▶ **PROVIDED PASSAGE**:
Background: There has been an increase in the number and percentage of athletes competing in Olympic Games notifying use of beta2-agonists, from 1.7% at Los Angeles (1984) to 5.5% at Sydney (2000). For Salt Lake City (2002), the International Olympic Committee requested objective evidence to use beta2-agonists for asthma or exercise-induced asthma (EIA).
Objective: The objective of this study was to evaluate the evidence submitted for approval to use a beta2-agonist.
Methods: Objective evidence for asthma or EIA included (1) an increase of 12% or more of the predicted FEV1 in response to bronchodilator, (2) a reduction in FEV1 of 10% or greater from baseline in response to exercise or eucapnic voluntary hyperpnea, (3) a PD20 FEV1 to methacholine or histamine at a dose of less than 200 microg (2 mg/mL) or less than 1320 microg (13.2 mg/mL) for those taking inhaled corticosteroids for 3 months.

▶ **BRIEF 1**:
Rewrite the Olympic asthma passage from "Background: There has" up to and including "exercise-induced asthma (EIA).", substituting "bronchodilators" for "beta2-agonists".
▶ **BRIEF 2**:
According to the Olympic asthma passage, what percentage of athletes at the Sydney (2000) Olympic Games notified use of beta2-agonists?
These lines come from a separate source and are not part of the Olympic asthma passage.

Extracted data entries
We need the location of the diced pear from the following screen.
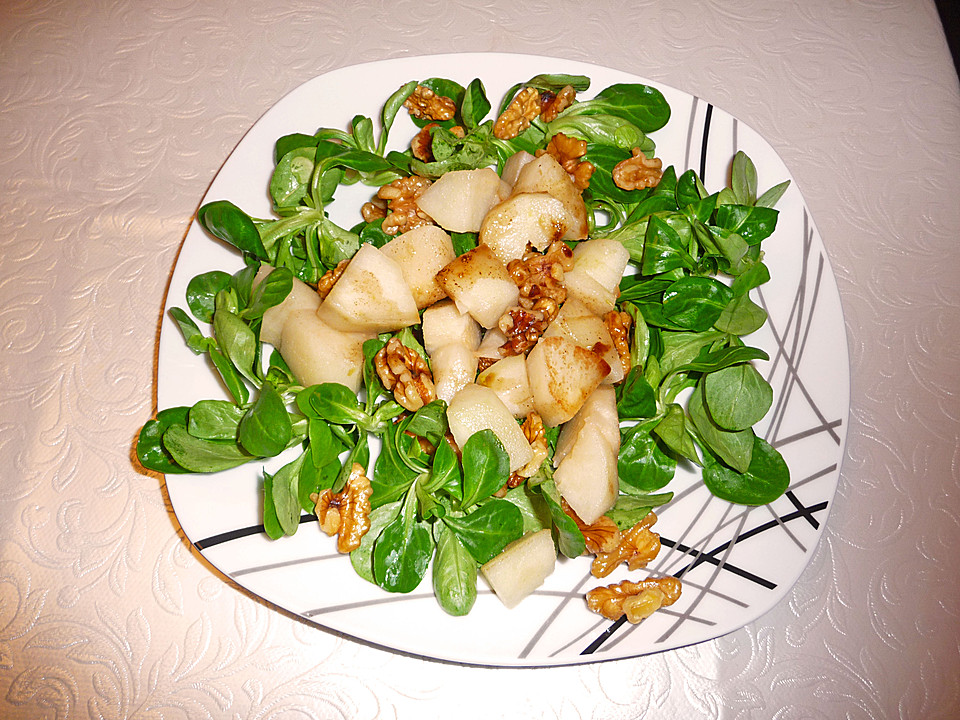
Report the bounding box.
[417,168,501,232]
[480,528,557,608]
[563,268,617,315]
[543,308,623,383]
[422,300,480,356]
[553,424,620,525]
[437,245,520,328]
[565,238,630,291]
[500,150,537,188]
[380,225,457,310]
[527,335,610,427]
[253,263,320,350]
[480,192,568,265]
[429,343,477,404]
[553,385,620,467]
[513,153,590,240]
[280,310,373,392]
[477,355,534,418]
[447,383,533,472]
[317,243,420,333]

▶ **EXERCISE RESULT 1**:
Background: There has been an increase in the number and percentage of athletes competing in Olympic Games notifying use of bronchodilators, from 1.7% at Los Angeles (1984) to 5.5% at Sydney (2000). For Salt Lake City (2002), the International Olympic Committee requested objective evidence to use bronchodilators for asthma or exercise-induced asthma (EIA).

▶ **EXERCISE RESULT 2**:
5.5%